** Opening Excerpt to read block **
Dr Kinsella and his colleagues tested the new drug
in a group of 18 patients with advanced cancers including oesophageal,
pancreatic, liver, bile duct, rectal and anal cancers. All had been
referred for palliative radiotherapy.





Alongside their
radiotherapy, patients were given a daily dose of the IPdR prodrug over
28 days. They were given blood tests to check on the levels of both the
IPdR prodrug and the active IUdR drug at various points during their
treatment. The dose of the prodrug was gradually increased, and patients
were monitored for side effects.





Results of the trial suggest
that IPdR can be safely given to patients up to a dose of 1200mg per day
for 28 days without causing serious side effects. The results also
suggest that this dose creates levels of the active IUdR drug in
patients' blood that are high enough to have a radiosensitising effect.
** Closing Excerpt to read block **
** Opening Data supplied block **
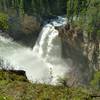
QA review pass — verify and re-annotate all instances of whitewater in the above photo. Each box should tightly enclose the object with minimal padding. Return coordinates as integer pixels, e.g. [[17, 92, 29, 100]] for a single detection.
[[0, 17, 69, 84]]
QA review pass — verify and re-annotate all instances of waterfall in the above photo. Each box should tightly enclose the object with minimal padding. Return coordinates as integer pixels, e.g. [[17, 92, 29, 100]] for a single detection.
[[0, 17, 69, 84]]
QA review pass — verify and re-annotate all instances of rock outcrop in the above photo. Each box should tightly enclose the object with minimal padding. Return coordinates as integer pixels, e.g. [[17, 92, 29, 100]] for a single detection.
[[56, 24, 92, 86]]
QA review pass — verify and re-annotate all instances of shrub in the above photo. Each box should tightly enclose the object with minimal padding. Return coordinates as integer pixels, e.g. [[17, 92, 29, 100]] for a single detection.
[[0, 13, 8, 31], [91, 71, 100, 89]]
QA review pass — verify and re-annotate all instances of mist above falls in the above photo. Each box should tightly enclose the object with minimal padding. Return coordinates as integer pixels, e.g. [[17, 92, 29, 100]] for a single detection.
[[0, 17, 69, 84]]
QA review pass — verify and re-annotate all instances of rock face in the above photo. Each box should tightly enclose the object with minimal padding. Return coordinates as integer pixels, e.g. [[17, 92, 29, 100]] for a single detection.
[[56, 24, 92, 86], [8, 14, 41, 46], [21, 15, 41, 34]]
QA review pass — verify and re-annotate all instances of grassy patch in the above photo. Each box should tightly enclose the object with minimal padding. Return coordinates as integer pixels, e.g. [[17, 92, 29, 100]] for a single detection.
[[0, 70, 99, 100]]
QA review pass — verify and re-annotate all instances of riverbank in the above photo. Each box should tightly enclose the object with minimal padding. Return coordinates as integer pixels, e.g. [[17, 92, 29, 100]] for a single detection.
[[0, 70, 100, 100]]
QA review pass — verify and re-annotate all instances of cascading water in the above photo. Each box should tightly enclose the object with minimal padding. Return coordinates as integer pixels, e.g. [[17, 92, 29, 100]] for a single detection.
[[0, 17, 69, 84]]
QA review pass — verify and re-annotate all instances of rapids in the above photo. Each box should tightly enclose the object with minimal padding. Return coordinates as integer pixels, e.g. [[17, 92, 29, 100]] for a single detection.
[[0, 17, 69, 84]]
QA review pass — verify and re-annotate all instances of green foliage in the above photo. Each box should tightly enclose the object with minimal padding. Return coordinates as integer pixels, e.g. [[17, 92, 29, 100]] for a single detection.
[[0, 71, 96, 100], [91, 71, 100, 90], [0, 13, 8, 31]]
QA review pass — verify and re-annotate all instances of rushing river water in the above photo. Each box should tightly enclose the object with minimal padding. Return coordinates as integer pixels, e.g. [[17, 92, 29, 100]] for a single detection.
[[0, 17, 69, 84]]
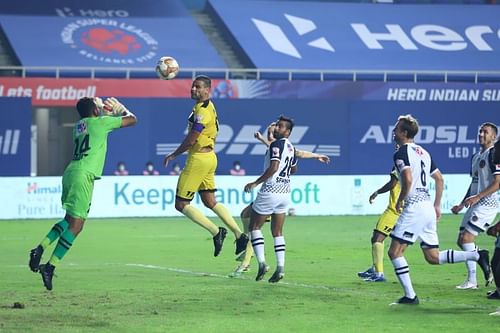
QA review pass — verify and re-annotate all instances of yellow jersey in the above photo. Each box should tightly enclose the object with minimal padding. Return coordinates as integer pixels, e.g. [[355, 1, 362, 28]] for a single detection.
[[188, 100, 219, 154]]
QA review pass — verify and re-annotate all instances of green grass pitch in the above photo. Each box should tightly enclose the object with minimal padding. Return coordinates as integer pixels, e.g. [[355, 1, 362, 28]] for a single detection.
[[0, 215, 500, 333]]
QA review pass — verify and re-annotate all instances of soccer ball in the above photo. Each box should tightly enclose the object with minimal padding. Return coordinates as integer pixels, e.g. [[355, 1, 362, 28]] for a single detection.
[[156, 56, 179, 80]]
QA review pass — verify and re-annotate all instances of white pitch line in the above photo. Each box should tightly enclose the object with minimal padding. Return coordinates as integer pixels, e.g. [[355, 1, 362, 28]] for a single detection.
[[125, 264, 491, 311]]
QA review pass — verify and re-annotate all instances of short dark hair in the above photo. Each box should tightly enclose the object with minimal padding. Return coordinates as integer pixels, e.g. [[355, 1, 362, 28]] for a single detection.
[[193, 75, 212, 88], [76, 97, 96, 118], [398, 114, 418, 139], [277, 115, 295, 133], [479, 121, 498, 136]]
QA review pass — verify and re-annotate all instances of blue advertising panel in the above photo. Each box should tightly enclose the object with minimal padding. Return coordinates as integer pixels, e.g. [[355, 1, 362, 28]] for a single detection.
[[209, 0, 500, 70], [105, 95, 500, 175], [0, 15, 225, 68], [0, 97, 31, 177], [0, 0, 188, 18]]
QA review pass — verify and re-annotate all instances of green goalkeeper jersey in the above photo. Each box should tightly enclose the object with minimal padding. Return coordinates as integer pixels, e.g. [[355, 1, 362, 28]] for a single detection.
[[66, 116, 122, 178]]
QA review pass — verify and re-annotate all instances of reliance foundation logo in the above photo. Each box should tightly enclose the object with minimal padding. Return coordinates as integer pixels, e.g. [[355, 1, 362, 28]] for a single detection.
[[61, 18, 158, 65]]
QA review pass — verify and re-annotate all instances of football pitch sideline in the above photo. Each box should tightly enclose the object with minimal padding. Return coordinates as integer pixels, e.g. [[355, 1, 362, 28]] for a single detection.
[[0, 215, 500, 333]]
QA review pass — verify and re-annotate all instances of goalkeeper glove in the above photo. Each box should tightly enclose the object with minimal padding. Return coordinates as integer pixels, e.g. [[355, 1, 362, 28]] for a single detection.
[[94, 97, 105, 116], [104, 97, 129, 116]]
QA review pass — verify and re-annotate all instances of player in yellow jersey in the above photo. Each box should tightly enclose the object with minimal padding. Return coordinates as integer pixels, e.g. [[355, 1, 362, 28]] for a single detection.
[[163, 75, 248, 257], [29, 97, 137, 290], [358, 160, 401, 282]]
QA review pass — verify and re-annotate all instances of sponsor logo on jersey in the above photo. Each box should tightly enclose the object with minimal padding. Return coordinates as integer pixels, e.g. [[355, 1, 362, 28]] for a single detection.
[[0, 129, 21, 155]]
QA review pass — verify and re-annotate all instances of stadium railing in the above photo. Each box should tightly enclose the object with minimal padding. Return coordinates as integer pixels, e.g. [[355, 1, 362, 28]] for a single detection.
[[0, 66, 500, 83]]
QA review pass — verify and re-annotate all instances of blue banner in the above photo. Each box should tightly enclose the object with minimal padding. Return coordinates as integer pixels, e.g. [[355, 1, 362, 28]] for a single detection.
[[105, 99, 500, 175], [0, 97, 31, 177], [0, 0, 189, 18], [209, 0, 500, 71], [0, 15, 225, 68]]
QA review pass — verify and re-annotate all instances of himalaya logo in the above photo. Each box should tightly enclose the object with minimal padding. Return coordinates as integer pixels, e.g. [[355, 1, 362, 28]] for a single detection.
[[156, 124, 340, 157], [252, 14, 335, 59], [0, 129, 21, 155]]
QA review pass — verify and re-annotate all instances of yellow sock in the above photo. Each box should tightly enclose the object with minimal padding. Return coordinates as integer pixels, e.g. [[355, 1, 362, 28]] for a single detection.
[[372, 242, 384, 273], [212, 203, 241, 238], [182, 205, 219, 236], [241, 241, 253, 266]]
** Closing Data supplied block **
## Prompt
Return, word for word, the part of the IPdR trial passage from "Results of the" up to and including "a radiosensitising effect.".

## Output for this task
Results of the trial suggest
that IPdR can be safely given to patients up to a dose of 1200mg per day
for 28 days without causing serious side effects. The results also
suggest that this dose creates levels of the active IUdR drug in
patients' blood that are high enough to have a radiosensitising effect.